▶ ДОКУМЕНТ:
^^^^^^^^

Иной призывает для открытия диалектику, которая имеет лишь номинальное
отношение к тому, что рассматривается. Ибо открытие посредством диалектики
не есть открытие начал и особых аксиом, из которых слагаются науки, но
только того, что по видимости сообразно с ними. А более пытливых и
настойчивых, более ревностных в своем деле, призывающих диалектику доказать
или открыть начала или первые аксиомы, она известным ответом отталкивает к
вере и как бы к клятве на верность какой-либо науке.
Остается просто опыт, который зовется случайным, если приходит сам, и
экспериментом, если его отыскивают. Но этот род опыта есть не что другое,
как, по пословице, развязанная метла[32] или хождение ощупью, как
ходят ночью, трогая все, что попадается навстречу, чтобы выбраться на верную
дорогу, тогда как гораздо полезнее и обдуманнее было бы для них подождать
дня или зажечь свет и затем уже вступить на дорогу. Истинный же метод опыта
сначала зажигает свет, потом указывает светом дорогу: он начинает с
упорядоченного и систематического опыта, отнюдь не превратного и
отклоняющегося в сторону, и выводит из него аксиомы, а из построенных аксиом
-- новые опыты; ведь и божественное слово не действовало на массу вещей без
распорядка!
И потому пусть люди перестанут удивляться тому, что путь наук еще не
пройден, ибо они вовсе сбились с дороги, решительно оставив и покинув опыт
или путаясь и блуждая в нем, как в лабиринте. Правильно же построенный метод
неизменной стезей ведет через леса опыта к открытию аксиом.
LXXXIII
Указанное зло достигло устрашающих размеров, выросши из некоего
укоренившегося исстари надменного и вредоносного мнения, или суждения. Оно
состоит в том, что достоинство человеческого разума будет умалено, если он
долго и много будет обращаться к опыту и частным вещам, подлежащим чувству и
определенным в материи, тем более что вещи этого рода требуют прилежного
искания и они слишком низменны для того, чтобы о них размышлять, слишком
грубы, чтобы о них говорить, слишком неизящны для того, чтобы ими
пользоваться, бесконечны по количеству и недостаточны по совершенству. И
вот, дело дошло до того, что истинная дорога не только покинута, но даже
закрыта и заграждена, а опыт находится в совершенном пренебрежении, не
говоря уже о том, что он оставлен или дурно управляем.
LXXXIV
Помимо того людей удерживали от движения вперед и как бы околдовывали
благоговение перед древностью, влияние людей, которые считались великими в
философии, и обусловленные этим единогласие и согласие. О единогласии уже
сказано выше.
Что же касается древности, то мнение, которого люди о ней
придерживаются, вовсе не обдуманно и едва ли согласуется с самым словом. Ибо
древностью следует почитать престарелость и великий возраст мира, а это
должно отнести к нашим временам, а не к более молодому возрасту мира,
который был у древних. Этот возраст по отношению к нам древен и более велик,
а по отношению к самому миру нов и менее велик. И подобно тому как мы
ожидаем от старого человека большего знания и более зрелого суждения о
человеческих вещах, чем от молодого, по причине опытности и разнообразия и
обилия вещей, которые он видел, о которых он слышал и размышлял, так и от
нашего времени, если только оно познает свои силы и пожелает испытать и
напрячь их, следует ожидать большего, чем от былых времен, ибо это есть
старшее время мира, собравшее в себе бесконечное количество опытов и
наблюдений.

^^^^^^^^

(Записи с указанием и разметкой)
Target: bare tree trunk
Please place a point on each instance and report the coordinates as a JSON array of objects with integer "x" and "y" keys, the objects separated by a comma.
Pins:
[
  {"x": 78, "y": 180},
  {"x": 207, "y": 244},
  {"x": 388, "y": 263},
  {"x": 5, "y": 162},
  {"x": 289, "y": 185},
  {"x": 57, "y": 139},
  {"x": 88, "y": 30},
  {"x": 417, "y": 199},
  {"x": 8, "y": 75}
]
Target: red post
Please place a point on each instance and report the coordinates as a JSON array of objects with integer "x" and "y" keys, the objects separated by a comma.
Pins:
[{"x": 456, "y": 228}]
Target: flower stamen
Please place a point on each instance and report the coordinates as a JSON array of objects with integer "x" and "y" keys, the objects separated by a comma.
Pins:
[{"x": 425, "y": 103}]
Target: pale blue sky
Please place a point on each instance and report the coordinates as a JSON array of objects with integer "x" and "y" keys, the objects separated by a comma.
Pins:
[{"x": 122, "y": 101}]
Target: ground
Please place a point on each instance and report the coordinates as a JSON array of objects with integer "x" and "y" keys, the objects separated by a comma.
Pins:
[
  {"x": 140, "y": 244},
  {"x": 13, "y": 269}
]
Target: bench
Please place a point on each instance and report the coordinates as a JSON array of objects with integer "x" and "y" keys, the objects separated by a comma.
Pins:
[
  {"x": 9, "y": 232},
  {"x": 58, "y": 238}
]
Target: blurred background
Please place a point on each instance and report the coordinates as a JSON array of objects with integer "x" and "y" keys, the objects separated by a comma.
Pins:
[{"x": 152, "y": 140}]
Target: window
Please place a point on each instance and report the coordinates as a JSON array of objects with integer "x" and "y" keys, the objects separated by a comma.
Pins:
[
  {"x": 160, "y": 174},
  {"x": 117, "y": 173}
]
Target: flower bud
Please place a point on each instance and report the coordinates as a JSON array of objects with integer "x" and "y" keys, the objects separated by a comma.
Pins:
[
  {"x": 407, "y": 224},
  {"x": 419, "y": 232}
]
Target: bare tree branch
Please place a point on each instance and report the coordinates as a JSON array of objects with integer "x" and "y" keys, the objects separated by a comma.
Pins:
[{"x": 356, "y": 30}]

^^^^^^^^

▶ ПИСЬМЕННОЕ ЗАДАНИЕ A: Процитируйте отрывок из текста об опыте и пути наук, начиная со слов «Что же касается» и заканчивая словами «наблюдений.».
▶ ПИСЬМЕННОЕ ЗАДАНИЕ B: Почему в тексте об опыте и пути наук древностью предлагается считать наше время, а не эпоху древних? Ответьте в одном–трех предложениях.
▶ ПИСЬМЕННОЕ ЗАДАНИЕ C: Продолжите текст об опыте и пути наук после его последнего предложения.

▶ ОТВЕТ A:
Что же касается древности, то мнение, которого люди о ней
придерживаются, вовсе не обдуманно и едва ли согласуется с самым словом. Ибо
древностью следует почитать престарелость и великий возраст мира, а это
должно отнести к нашим временам, а не к более молодому возрасту мира,
который был у древних. Этот возраст по отношению к нам древен и более велик,
а по отношению к самому миру нов и менее велик. И подобно тому как мы
ожидаем от старого человека большего знания и более зрелого суждения о
человеческих вещах, чем от молодого, по причине опытности и разнообразия и
обилия вещей, которые он видел, о которых он слышал и размышлял, так и от
нашего времени, если только оно познает свои силы и пожелает испытать и
напрячь их, следует ожидать большего, чем от былых времен, ибо это есть
старшее время мира, собравшее в себе бесконечное количество опытов и
наблюдений.

▶ ОТВЕТ B: Древностью следует почитать престарелость и великий возраст мира, а это относится к нашим временам. Время древних было более молодым возрастом мира: древним оно кажется лишь по отношению к нам, а по отношению к самому миру оно ново. Как от старого человека ждут большего знания благодаря опытности, так и от нашего времени, собравшего бесконечное количество опытов и наблюдений, следует ожидать большего, чем от былых времен.

▶ ОТВЕТ C:
Не должно считать малозначащим и то, что дальние плавания и
странствования (кои в наши века участились) открыли и показали в природе
много такого, что может подать новый свет философии. Поэтому было бы
постыдным для людей, если бы границы умственного мира оставались в тесных
пределах того, что было открыто древними, тогда как в наши времена
неизмеримо расширились и прояснились пределы материального мира, т. е.
земель, морей, звезд.
А что касается авторов, то высшее малодушие состоит в том, чтобы
воздавать им бесконечно много, а у времени -- у этого автора авторов и
источника всякого авторитета -- отнимать его права. Ибо правильно называют
истину дочерью времени, а не авторитета. Поэтому неудивительно, что чары
древности, писателей и единогласия столь связали мужество людей, что они,
словно заколдованные, не смогли свыкнуться с самими вещами.
LXXXV
Не только восхищение перед древностью, авторитетом и единогласием
побудило деятельность людей успокоиться на том, что уже открыто, но и
восхищение перед самими творениями, изобилие которых уже давно создано
человеческим родом. Ибо если кто-либо обратит взор на разнообразие вещей и
прекраснейшее оборудование, которое механические искусства собрали и ввели
для удобства людей, то он склонится, скорее, к тому, чтобы восхищаться
богатством человечества, чем почувствовать его нужду, не замечая, что
первичные наблюдения человека и те дела природы, кои суть как бы душа и
первое движение всего этого разнообразия, не многочисленны и не глубоко
почерпнуты, что остальное относится только к терпеливости людей и к тонкому
и правильному движению руки или орудий. Например, часы есть, несомненно,
тонкая, тщательно изготовленная вещь, которая подражает небесному кругу
своим вращением и биению сердца животных последовательным и размеренным
движением. И все же эта вещь зависит от одной или двух аксиом природы.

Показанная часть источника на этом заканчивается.